• Raw records:
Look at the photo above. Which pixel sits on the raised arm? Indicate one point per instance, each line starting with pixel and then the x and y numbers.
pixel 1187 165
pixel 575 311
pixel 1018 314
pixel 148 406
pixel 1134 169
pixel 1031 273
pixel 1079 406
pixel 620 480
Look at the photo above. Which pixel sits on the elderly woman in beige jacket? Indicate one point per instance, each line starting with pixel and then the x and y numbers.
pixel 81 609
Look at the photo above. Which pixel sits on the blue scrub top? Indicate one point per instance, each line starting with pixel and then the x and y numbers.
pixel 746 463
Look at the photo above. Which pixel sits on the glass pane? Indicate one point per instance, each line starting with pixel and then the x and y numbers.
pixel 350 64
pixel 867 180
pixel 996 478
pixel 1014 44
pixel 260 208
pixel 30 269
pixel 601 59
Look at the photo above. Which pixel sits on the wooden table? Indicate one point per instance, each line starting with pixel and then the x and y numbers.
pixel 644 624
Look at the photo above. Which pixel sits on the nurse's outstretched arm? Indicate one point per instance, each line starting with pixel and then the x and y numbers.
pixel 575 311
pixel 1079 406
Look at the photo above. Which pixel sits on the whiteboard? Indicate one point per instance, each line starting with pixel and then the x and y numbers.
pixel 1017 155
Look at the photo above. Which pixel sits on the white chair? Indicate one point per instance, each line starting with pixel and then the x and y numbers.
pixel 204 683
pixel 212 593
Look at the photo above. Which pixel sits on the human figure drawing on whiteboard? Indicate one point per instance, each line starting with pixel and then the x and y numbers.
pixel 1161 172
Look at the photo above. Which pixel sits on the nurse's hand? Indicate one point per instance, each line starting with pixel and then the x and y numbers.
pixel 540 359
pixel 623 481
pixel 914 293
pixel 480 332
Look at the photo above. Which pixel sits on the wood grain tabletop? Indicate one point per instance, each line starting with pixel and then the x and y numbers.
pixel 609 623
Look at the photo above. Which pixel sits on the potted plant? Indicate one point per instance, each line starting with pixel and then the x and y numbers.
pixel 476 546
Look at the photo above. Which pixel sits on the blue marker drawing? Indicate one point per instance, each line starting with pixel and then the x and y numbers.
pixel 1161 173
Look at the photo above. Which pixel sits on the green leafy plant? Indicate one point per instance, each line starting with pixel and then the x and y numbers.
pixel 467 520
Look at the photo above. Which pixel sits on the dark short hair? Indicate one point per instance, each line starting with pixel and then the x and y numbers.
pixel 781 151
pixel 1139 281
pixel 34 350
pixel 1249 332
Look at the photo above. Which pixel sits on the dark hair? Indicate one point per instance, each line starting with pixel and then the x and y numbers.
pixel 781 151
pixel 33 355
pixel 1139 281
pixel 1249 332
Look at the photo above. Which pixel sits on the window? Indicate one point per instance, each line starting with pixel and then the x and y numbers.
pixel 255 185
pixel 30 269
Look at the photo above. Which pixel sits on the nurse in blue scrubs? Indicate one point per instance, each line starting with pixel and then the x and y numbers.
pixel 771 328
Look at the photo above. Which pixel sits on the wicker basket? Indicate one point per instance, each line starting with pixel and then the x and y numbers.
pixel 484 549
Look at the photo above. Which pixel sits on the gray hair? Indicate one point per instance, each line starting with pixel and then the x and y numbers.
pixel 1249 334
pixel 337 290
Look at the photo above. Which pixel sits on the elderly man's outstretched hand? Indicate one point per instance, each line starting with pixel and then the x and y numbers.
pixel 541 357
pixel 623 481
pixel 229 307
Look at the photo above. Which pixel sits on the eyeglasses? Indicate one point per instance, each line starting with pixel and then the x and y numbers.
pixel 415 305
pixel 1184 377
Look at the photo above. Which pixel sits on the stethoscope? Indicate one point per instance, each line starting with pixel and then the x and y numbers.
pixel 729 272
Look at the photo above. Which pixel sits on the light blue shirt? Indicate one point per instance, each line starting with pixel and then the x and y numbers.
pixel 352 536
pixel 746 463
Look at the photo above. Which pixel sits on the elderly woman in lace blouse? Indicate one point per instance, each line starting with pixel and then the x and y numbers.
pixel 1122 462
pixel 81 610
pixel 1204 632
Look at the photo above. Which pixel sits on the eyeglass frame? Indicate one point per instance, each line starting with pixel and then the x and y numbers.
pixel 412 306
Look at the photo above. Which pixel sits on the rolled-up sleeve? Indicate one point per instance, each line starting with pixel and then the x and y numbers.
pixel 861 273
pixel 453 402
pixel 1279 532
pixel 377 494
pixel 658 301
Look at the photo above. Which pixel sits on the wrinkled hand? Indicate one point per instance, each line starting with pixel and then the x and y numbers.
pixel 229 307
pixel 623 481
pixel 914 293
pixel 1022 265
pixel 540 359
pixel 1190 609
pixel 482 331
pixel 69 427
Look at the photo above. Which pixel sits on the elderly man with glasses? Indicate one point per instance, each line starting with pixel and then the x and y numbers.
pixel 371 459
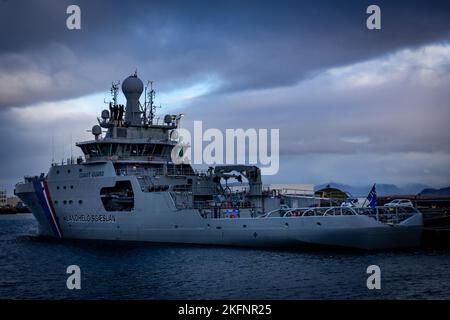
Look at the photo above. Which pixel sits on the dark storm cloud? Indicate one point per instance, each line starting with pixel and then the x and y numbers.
pixel 245 44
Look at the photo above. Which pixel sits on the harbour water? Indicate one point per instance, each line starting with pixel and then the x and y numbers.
pixel 33 268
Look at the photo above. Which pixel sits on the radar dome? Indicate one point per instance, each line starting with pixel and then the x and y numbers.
pixel 132 87
pixel 96 130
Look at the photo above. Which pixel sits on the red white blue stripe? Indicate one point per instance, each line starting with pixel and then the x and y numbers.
pixel 45 200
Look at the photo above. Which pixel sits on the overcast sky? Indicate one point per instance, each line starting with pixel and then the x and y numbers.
pixel 353 105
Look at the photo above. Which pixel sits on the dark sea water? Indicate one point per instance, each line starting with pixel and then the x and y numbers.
pixel 32 268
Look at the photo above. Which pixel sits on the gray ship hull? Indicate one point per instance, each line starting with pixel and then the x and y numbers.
pixel 76 212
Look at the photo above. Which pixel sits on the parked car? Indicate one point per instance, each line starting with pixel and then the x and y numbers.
pixel 399 203
pixel 355 203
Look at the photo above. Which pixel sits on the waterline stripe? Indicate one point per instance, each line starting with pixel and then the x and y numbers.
pixel 39 188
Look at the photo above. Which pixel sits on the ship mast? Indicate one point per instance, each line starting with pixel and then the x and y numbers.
pixel 150 96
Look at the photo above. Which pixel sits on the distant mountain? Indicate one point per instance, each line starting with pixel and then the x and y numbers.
pixel 435 192
pixel 383 189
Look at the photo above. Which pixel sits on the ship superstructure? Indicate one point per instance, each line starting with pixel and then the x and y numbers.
pixel 126 187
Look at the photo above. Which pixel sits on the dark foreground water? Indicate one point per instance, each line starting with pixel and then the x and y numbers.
pixel 31 268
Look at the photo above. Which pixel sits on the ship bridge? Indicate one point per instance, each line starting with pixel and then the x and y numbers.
pixel 132 134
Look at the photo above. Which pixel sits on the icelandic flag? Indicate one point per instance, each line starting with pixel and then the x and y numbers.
pixel 372 197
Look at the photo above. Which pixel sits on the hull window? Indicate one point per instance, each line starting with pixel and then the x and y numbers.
pixel 118 198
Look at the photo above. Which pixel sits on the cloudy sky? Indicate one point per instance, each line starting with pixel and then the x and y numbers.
pixel 353 105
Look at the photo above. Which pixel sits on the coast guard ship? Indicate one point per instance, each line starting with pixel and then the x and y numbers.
pixel 127 188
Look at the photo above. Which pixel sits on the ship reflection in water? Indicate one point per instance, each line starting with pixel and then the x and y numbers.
pixel 31 268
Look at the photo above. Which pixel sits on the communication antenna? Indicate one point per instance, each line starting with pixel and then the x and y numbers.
pixel 115 91
pixel 149 102
pixel 53 148
pixel 71 147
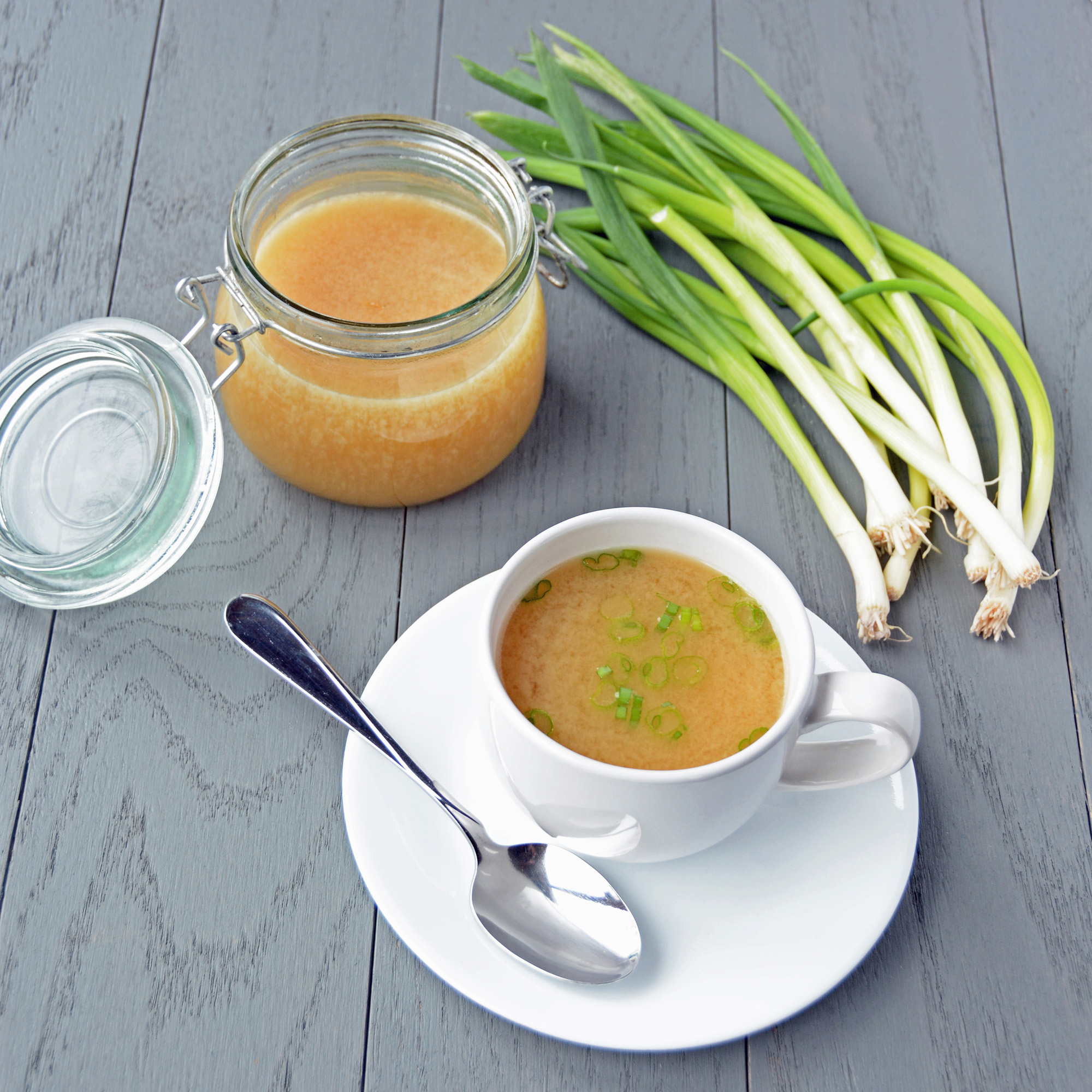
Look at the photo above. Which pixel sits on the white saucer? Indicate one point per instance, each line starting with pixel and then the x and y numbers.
pixel 735 940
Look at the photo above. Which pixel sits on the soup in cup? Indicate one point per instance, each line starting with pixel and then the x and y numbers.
pixel 614 804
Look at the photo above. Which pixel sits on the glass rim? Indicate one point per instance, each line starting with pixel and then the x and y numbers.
pixel 517 276
pixel 92 341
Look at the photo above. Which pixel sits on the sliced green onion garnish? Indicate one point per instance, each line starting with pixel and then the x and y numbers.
pixel 621 667
pixel 750 615
pixel 541 720
pixel 602 564
pixel 627 630
pixel 538 592
pixel 667 720
pixel 747 741
pixel 656 672
pixel 616 607
pixel 690 670
pixel 723 591
pixel 666 620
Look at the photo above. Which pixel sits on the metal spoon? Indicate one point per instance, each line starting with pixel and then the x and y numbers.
pixel 543 904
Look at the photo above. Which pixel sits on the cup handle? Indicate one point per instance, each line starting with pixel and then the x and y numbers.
pixel 884 704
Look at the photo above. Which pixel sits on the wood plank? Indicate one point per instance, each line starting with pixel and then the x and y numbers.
pixel 622 423
pixel 982 981
pixel 1048 147
pixel 183 910
pixel 65 169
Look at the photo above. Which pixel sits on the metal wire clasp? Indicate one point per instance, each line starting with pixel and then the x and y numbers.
pixel 227 337
pixel 549 242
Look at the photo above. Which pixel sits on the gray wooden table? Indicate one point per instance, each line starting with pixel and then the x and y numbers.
pixel 180 907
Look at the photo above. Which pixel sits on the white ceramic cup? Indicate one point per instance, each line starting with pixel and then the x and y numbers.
pixel 657 815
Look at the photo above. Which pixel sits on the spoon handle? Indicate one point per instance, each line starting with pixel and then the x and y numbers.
pixel 266 632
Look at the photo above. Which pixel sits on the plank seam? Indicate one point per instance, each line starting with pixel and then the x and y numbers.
pixel 133 174
pixel 440 55
pixel 27 762
pixel 367 1008
pixel 1024 331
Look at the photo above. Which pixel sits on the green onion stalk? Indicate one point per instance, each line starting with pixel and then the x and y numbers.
pixel 718 351
pixel 740 372
pixel 896 526
pixel 708 183
pixel 840 217
pixel 733 210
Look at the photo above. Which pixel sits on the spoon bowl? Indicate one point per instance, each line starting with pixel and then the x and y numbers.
pixel 543 904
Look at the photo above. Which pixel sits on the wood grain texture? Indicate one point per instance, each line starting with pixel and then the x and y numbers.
pixel 65 169
pixel 622 423
pixel 901 101
pixel 183 910
pixel 1048 147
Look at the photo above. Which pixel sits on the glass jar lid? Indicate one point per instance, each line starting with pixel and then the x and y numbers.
pixel 111 442
pixel 111 456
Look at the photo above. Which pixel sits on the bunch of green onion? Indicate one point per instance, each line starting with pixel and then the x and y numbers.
pixel 729 204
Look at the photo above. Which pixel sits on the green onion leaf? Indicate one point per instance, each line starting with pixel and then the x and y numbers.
pixel 541 720
pixel 723 591
pixel 602 564
pixel 538 592
pixel 750 615
pixel 627 630
pixel 656 672
pixel 667 721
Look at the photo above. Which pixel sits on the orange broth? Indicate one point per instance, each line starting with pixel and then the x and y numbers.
pixel 386 433
pixel 644 659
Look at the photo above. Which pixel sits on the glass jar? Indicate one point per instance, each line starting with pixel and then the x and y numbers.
pixel 384 414
pixel 111 441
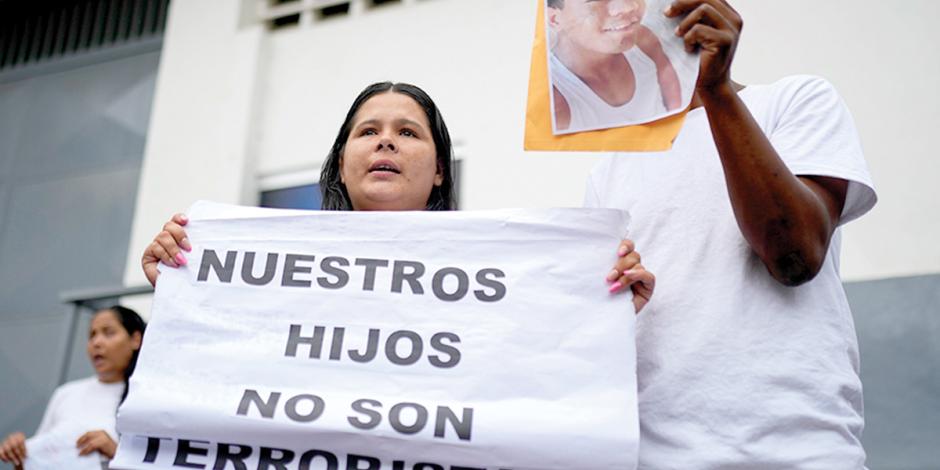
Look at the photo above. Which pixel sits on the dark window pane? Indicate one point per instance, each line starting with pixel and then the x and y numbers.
pixel 298 197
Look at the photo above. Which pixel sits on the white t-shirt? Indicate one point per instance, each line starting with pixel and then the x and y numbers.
pixel 83 405
pixel 589 111
pixel 734 369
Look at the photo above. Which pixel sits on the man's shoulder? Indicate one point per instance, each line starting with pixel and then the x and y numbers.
pixel 78 384
pixel 791 88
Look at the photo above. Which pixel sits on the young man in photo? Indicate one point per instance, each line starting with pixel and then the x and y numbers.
pixel 607 68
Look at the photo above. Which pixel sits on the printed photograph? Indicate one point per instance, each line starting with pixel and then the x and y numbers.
pixel 615 63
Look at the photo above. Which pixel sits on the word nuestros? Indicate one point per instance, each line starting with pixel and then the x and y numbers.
pixel 335 272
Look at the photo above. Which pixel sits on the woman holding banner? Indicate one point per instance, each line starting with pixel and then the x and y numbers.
pixel 393 153
pixel 85 410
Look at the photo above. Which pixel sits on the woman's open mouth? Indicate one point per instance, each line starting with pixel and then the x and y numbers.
pixel 384 166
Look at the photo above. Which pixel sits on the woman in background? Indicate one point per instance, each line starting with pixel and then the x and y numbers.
pixel 87 407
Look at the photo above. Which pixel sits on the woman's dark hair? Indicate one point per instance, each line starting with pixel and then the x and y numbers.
pixel 335 196
pixel 133 323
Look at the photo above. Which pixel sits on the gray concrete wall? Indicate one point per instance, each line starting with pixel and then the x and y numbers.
pixel 898 326
pixel 71 145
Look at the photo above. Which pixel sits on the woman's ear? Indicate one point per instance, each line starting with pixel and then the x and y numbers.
pixel 439 176
pixel 552 14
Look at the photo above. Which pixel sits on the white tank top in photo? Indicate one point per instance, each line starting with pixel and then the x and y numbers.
pixel 589 111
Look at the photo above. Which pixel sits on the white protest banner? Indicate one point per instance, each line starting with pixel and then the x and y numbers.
pixel 400 341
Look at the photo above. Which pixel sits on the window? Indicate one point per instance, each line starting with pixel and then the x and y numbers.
pixel 298 197
pixel 278 14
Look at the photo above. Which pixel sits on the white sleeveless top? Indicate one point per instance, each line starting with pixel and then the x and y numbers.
pixel 590 112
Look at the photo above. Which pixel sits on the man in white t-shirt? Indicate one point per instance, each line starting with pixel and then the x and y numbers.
pixel 747 355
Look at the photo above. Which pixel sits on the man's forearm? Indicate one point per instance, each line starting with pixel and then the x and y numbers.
pixel 787 222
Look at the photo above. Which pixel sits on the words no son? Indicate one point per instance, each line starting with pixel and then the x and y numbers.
pixel 336 272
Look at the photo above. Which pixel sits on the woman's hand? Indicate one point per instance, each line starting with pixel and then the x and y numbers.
pixel 628 272
pixel 13 449
pixel 167 246
pixel 96 441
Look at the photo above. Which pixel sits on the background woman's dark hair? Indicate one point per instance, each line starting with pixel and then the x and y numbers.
pixel 442 198
pixel 132 322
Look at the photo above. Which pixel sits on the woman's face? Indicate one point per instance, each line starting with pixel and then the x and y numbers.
pixel 606 26
pixel 109 347
pixel 390 161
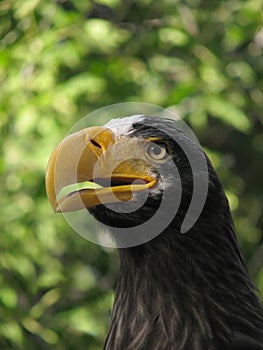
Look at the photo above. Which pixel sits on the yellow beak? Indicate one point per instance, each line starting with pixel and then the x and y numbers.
pixel 93 154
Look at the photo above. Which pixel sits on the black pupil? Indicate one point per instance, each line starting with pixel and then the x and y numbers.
pixel 156 150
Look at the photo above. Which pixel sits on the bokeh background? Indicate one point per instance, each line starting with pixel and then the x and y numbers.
pixel 60 60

• Task details: Can you copy the lines above word for word, starting at the one containing "the glass pane?" and ending at the one containing "pixel 476 546", with both of those included?

• Response to this task:
Look at the photo above. Which pixel sits on the glass pane? Indicate one point per instance, each line starting with pixel and then the x and y numbers.
pixel 350 64
pixel 867 180
pixel 996 478
pixel 1014 44
pixel 260 208
pixel 30 269
pixel 601 59
Look at the photo above. Which pixel sits on the wooden table? Indicate one point per instance, each line starting with pixel and then the x and y numbers.
pixel 644 624
Look at the photo above. Which pixel sits on the nurse's outstretched arm? Indicate one point per instance, each line starting with pixel and then the x and y numbers.
pixel 575 311
pixel 1079 406
Look at the photo above. Which pixel sits on the whiteboard? Indicate one point per instance, each line starting with pixel and then the x and y numbers.
pixel 1017 155
Look at the photo above. Which pixel sits on the white chair? Indicate one point per instance, each line starting with pixel and then the x and y numbers.
pixel 204 683
pixel 212 593
Look at the photo above. Which pixel sits on the human figure drawing on whiteboard? Indicate one point per instance, each line starting with pixel and then the x and y numbers.
pixel 1161 172
Look at the photo above. Which pixel sits on the nurse's hand? Indicate one point per instance, each line starting with pixel and then the x and y numbers.
pixel 540 359
pixel 623 481
pixel 914 293
pixel 480 332
Look at the photo above. Which pixel sits on the wood grain tabletop? Indicate one point per instance, each line starting with pixel and then the x and y numbers.
pixel 609 623
Look at the photo above. Which pixel sits on the potted plant? Indicate one point per instance, each line starting with pixel and then the x and y numbers.
pixel 476 546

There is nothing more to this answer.